[Supplied records — start]
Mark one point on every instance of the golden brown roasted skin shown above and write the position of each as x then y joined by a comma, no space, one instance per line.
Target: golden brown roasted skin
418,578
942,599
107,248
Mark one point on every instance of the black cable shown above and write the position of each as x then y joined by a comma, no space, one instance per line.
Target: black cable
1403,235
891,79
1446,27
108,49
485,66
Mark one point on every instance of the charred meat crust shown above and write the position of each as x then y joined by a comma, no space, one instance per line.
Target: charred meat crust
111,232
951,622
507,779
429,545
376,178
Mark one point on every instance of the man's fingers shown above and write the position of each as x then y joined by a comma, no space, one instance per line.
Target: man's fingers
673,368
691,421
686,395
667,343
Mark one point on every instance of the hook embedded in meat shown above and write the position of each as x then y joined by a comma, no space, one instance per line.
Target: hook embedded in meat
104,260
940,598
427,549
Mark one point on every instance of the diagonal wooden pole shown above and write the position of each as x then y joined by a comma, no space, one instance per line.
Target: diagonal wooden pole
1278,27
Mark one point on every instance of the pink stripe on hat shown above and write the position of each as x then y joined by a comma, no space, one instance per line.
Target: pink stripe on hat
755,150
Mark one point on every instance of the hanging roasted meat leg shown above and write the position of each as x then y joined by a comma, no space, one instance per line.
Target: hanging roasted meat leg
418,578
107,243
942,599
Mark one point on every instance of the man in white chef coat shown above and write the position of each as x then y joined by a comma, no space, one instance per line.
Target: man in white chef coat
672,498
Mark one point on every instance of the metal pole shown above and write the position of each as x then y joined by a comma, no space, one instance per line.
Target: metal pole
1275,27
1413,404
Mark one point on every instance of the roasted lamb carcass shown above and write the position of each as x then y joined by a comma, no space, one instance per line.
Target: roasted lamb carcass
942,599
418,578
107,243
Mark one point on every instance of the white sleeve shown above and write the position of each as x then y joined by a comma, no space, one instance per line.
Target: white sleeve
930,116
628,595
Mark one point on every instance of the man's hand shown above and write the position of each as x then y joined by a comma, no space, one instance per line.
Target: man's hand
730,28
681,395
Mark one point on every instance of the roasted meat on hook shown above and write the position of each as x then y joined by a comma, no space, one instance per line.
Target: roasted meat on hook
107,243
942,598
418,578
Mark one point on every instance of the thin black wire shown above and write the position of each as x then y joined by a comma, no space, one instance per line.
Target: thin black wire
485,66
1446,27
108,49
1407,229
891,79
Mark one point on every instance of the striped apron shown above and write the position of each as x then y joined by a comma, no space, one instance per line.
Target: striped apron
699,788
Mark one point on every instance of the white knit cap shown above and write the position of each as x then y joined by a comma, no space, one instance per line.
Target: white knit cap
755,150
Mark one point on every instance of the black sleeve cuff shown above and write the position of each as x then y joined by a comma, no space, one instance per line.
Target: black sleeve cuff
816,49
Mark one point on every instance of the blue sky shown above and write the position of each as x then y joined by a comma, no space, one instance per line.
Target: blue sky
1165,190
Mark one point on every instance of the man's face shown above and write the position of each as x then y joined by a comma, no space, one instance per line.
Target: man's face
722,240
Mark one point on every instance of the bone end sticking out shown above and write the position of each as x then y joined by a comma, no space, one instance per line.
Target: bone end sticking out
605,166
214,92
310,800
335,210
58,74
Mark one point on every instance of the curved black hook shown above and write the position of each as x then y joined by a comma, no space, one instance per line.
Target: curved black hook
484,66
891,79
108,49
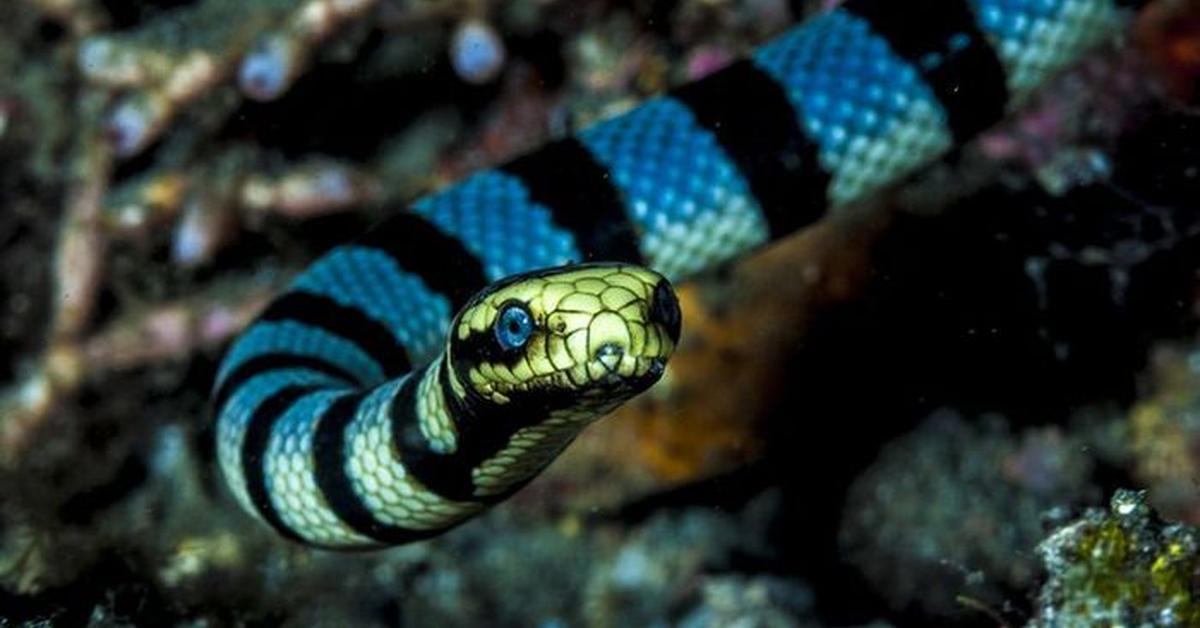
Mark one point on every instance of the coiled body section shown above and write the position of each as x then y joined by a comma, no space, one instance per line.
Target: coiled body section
358,411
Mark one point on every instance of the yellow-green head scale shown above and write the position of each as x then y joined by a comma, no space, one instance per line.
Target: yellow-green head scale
577,340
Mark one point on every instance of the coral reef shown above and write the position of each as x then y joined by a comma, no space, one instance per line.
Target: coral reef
957,507
1121,567
168,165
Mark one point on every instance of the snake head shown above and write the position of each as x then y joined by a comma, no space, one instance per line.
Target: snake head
583,338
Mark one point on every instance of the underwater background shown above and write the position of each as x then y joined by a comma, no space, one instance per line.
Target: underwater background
973,400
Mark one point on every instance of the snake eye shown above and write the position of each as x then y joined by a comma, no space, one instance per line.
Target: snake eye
514,327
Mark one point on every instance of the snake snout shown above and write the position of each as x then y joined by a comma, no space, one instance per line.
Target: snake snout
609,356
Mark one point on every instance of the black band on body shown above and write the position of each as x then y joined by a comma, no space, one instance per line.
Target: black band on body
441,261
756,125
343,321
329,460
483,430
253,449
275,362
577,190
942,40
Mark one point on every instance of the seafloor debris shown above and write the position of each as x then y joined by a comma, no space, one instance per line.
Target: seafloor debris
1164,430
1121,567
167,166
955,508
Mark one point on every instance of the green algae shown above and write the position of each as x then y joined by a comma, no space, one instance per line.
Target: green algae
1120,567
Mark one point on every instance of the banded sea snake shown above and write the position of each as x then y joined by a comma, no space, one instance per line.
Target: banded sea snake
346,419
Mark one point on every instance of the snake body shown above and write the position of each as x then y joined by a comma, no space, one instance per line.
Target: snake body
346,417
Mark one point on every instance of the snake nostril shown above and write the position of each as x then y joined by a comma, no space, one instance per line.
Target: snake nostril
665,310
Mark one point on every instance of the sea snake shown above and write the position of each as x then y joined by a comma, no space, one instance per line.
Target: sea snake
346,416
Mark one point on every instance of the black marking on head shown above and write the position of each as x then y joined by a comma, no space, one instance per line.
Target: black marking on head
420,247
329,459
942,40
580,195
343,321
253,448
275,362
753,120
483,428
665,310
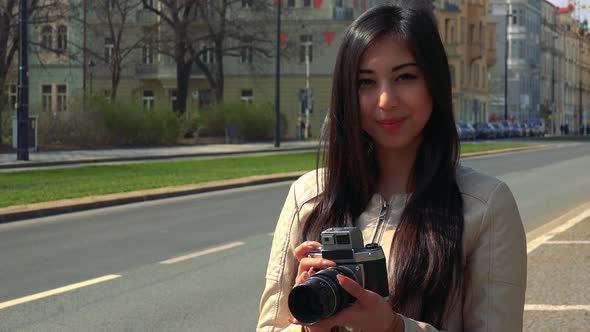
[Supplied records — finish]
Before copying, set the pictures aside; then give the records again exactly.

Mark one point on every instance of the golden brown roasted skin shown above and write the position of each as x then y joined by a comma, no space, one instance per line.
Target: golden brown roasted skin
418,578
942,599
107,248
Mark one point on every instance of the black cable shown above and write the position of each as x then y joined by a comma, no space, one instance per line.
Target: black cable
1403,235
891,79
1446,27
108,49
485,66
Mark one point on every instance of the charred meat crust shown above and write the position of each as x then y joined by a comma, no space, one instance per line.
Target: charred meat crust
111,232
951,622
507,779
429,545
376,178
Mark one point on every instance of the man's fingers shown above and write the position of each as x then y joined by a comma, no space, one instance per line.
Target: man's fingers
673,368
691,421
686,395
667,343
Mark one point on every instance of the hook embedded in meat shown above and write the position of each as x then y joined by a comma, no space, one instance per line.
Target: hook embedded in meat
104,260
940,598
427,549
Mark one point on every instance of the diagonal wooden pole shown above and write the position of each as x then y joined by a comma, no space, one instance per line.
Target: diagonal wooden pole
1278,27
Mark one point on every instance of the pink stripe on hat shown above and write the position of each as x then y joined by a comma, no space, one instance per line.
Target: pink stripe on hat
755,150
Mark one point on every instance of the hanging roasted meat leg shown above and write the position of each as x then y joined by a comma, no space, one instance per line.
Target: hanging roasted meat leg
418,578
107,243
942,599
Mark one point on every instance of the man in white chef coat shown above and write the position of each as x then y joined by a comma, no space, one instance per line.
Target: man in white chef coat
672,498
Mark one point on every instance of the metal pole shown above and write the position of each as x then y joined by a comma, no space, one instance per line.
Target: metal pole
1275,27
1413,404
Mark one point on every instance of the roasted lamb carcass shown above and write the position of each as x then y joined by a comma, no space, one instance per line.
Target: roasted lamb carcass
942,599
418,578
107,243
Mark one point on every instance of the white sleeve shown above and write the position of each as x then y joined by a comma, no space, one instance per line.
Target: white sleeve
930,116
628,595
Mark one point on every instance of the man's hand shown above and write the position of each as x then y joined by a comma, no space, one instance per line.
Target: man's hand
730,28
681,395
Mark one point on every instance of the roasted meat on hook shown above and write the position of each as x then y joined by a comma, no space, one instance per line.
Target: roasted meat on hook
107,243
942,598
418,578
Mark one point on every instance of the thin black wire shown above and write the position of each as x then y joined by a comma, no space, one instance per line.
Target: thin black wire
485,66
1446,27
108,49
1407,229
891,79
Mark one point on every instance of the striped apron shown above and write the position of each as x then y joined by a comma, no space, one instance per line.
Target: striped apron
699,788
Mark one point on every instance of the white knit cap shown above and write the position of each as x then y joined by a comma, no space, one instance per line.
Target: white knit cap
755,150
Mark one point on every instance of the black sleeve cuff shown above and write the position of each as x then y joined by a comma, no space, one instance per line.
Target: black sleeve cuff
816,49
Mark one point on every instance of the blue sky shown above and write the position of each as x then y joined by a comma, no space, one instance per line.
Target: blue sky
1165,190
Mark one point on every instance of the man's face shown above and write the position of each as x then y joined by a comma, no space, one instance per line.
Target: man's face
722,240
Mark one point on every instance of the bone end sticking out shown above and write the position of each as x then y joined by a comma, no space, one instance per line.
Target: bone end sticking out
605,166
214,92
310,800
335,210
58,74
Mark one point on every instance of the curved black hook shown above and write the position of each as x then y joined by a comma, no space, one instance per line.
Target: curved black hook
484,66
891,79
108,49
Mark one point on every instance of the coiled body section shown above and write the position of each as x then y joined by a comma, no space, one instance per line.
Target: coiled body section
358,411
Mark one point on every instance of the yellow-green head scale shown above and write the position of each as x then y joined by a comma, no space, one instance per line.
Target: yellow-green head scale
577,340
Mark one point on every instance of the coral reef shown above and write the position of each as x then y joined by a comma, no space, one instance per line.
Target: coral reef
957,507
1121,567
168,165
Mark one point on every instance of the snake head shown above and write the position of each as x then y joined by a comma, no space, one instance per line.
Target: snake head
583,338
Mark one point on every instance of the underwater background shown above and write the position of each as x then y joined by a comma, no space, one instance per line.
Target: underwater background
973,400
Mark one point on every instance of the snake eye shown above and write the position of each as x then y joined by a comma, no space, one instance per line.
Target: snake eye
514,327
Mark one point on every instance of the snake snout shown above and write the position of each as x then y joined by a comma, no space, one instance per line.
Target: snake snout
609,356
Mark one point on every instance of the black band on body shown above and write the position of each as x then y joined by a comma, no space, one instance per line.
Target: black band on body
441,261
756,125
343,321
329,460
483,430
253,449
275,362
577,190
942,40
Mark one point on every instance of the seafloor debris shown above and write the position of each as x then y joined by a comma, no space, one instance per line.
Target: seafloor debris
1164,430
1121,567
167,166
955,508
Mark one point on every instance of the green algae shown above and write the position of each as x then y joined by a comma, no space, one instance per line.
Target: green algae
1120,567
Mark one point on every instance of the banded sea snake shown above and write the position of each as x then y joined by a comma, no space, one instance per line.
Target: banded sea snake
346,419
Mark one point on every instance of the snake body shown above and write the position of each as x then y joined by a comma, no space, one instance per line.
Target: snake body
346,417
Mark one point on every instance of the snake nostril shown above and write the position of each as x then y joined by a comma, no space, one instance per line.
Target: snake nostril
665,310
Mark one point on every instance of the sea snake shown above and write the position of each as x then y joined by a comma, no space, one instance per line.
Target: sea snake
346,416
Mark one point on every instance of the black marking on head shown above and write the position of each as x then y joined by a comma, no space, one instance per line.
Target: black marking on head
420,247
329,459
942,40
580,195
343,321
253,448
275,362
753,120
483,428
665,310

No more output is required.